* **Try it**:
Repeat the data. Keep each line identical.
┄┄┄┄┄┄
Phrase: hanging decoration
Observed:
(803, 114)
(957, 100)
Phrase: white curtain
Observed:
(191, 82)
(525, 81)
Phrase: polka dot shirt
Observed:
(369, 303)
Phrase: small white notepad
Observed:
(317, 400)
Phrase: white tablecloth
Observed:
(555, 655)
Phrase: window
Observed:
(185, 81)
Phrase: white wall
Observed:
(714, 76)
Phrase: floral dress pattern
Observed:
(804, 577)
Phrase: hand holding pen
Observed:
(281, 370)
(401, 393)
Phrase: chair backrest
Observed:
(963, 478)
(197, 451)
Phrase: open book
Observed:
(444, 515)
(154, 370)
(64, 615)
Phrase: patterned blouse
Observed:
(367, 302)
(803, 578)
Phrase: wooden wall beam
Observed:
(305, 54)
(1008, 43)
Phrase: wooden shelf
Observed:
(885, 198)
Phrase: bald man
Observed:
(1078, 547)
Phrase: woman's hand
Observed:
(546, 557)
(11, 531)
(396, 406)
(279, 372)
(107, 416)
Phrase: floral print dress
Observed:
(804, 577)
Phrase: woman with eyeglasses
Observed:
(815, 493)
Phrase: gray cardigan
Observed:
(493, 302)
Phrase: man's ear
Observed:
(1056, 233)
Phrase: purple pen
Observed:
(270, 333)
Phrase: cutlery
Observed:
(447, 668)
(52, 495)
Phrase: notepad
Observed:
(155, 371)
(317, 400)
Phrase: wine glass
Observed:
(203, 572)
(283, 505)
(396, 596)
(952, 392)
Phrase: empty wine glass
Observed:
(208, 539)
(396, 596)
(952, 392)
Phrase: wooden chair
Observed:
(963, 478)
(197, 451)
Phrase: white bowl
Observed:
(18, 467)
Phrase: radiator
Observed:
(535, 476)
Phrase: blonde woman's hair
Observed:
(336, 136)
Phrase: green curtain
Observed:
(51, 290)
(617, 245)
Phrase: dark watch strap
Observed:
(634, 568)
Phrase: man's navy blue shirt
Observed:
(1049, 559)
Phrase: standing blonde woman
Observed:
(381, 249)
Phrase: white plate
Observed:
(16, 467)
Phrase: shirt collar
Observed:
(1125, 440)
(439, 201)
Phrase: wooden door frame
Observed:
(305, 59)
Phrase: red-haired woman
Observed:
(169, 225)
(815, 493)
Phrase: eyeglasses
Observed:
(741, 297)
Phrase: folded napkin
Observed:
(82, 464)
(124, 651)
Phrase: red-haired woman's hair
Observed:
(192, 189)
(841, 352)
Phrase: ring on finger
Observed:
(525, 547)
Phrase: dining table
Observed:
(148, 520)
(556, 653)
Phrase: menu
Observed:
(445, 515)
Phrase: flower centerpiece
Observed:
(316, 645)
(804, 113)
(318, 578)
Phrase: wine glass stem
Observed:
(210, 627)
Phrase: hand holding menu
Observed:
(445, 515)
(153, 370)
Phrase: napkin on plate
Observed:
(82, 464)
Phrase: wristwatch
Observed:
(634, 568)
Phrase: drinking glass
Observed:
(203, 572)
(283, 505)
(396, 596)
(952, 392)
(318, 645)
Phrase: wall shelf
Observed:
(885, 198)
┄┄┄┄┄┄
* **Expected answer**:
Phrase: hanging decoration
Observed:
(803, 114)
(957, 100)
Phrase: white curtain
Observed:
(191, 82)
(525, 81)
Phrase: polka dot shirt
Observed:
(369, 303)
Phrase: small white notepad
Observed:
(317, 400)
Phrase: white tablecloth
Observed:
(555, 655)
Phrase: window
Observed:
(185, 81)
Phrase: white wall
Observed:
(714, 76)
Phrase: floral dress pattern
Observed:
(804, 577)
Phrase: hand holding pen
Observed:
(281, 370)
(401, 393)
Phrase: chair backrest
Observed:
(963, 478)
(197, 451)
Phrase: open book
Observed:
(444, 515)
(154, 370)
(64, 615)
Phrase: patterned blouse
Observed:
(367, 302)
(803, 578)
Phrase: wooden wall beam
Observed:
(305, 54)
(1008, 43)
Phrase: wooden shelf
Observed:
(885, 198)
Phrase: bald man
Observed:
(1078, 547)
Phrase: woman's hand
Observed:
(546, 557)
(11, 531)
(396, 406)
(279, 372)
(107, 416)
Phrase: floral print dress
Observed:
(804, 577)
Phrase: woman with eyeglasses
Observed:
(815, 493)
Phrase: gray cardigan
Observed:
(493, 302)
Phrase: man's ear
Observed:
(1056, 233)
Phrase: purple pen
Observed:
(270, 333)
Phrase: cutlery
Observed:
(447, 668)
(52, 495)
Phrase: notepad
Observed:
(155, 371)
(317, 400)
Phrase: wine glass
Observed:
(203, 572)
(283, 505)
(396, 596)
(952, 392)
Phrase: empty wine glass
Observed:
(208, 539)
(396, 596)
(952, 392)
Phrase: wooden chair
Observed:
(963, 478)
(197, 451)
Phrase: white bowl
Observed:
(18, 467)
Phrase: radiator
Observed:
(535, 476)
Phrase: blonde woman's hair
Observed:
(336, 136)
Phrase: green curtain
Observed:
(51, 290)
(617, 245)
Phrase: dark watch strap
Observed:
(634, 568)
Phrase: man's navy blue shirt
Observed:
(1049, 559)
Phrase: standing blonde woman
Observed:
(381, 249)
Phrase: white plate
Observed:
(16, 467)
Phrase: shirt collar
Observed:
(1125, 440)
(439, 201)
Phrase: wooden door frame
Observed:
(305, 59)
Phrase: red-haired woman
Observed:
(169, 225)
(815, 493)
Phrase: eyeglasses
Observed:
(741, 297)
Phrase: folded napkin
Observed:
(82, 464)
(124, 651)
Phrase: red-haired woman's hair
Observed:
(192, 189)
(841, 352)
Phrase: ring on finger
Observed:
(525, 547)
Phrase: dining table
Observed:
(148, 520)
(556, 653)
Phrase: menu
Observed:
(445, 515)
Phrase: flower centerpiece
Observed:
(316, 645)
(804, 113)
(318, 578)
Phrase: wine glass stem
Observed:
(210, 627)
Phrase: hand holding menu
Observed:
(445, 515)
(153, 370)
Phrase: napkin on plate
Observed:
(82, 464)
Phrase: wristwatch
Observed:
(634, 568)
Phrase: drinking glass
Observed:
(203, 572)
(283, 505)
(396, 596)
(952, 392)
(318, 645)
Phrase: wall shelf
Observed:
(885, 198)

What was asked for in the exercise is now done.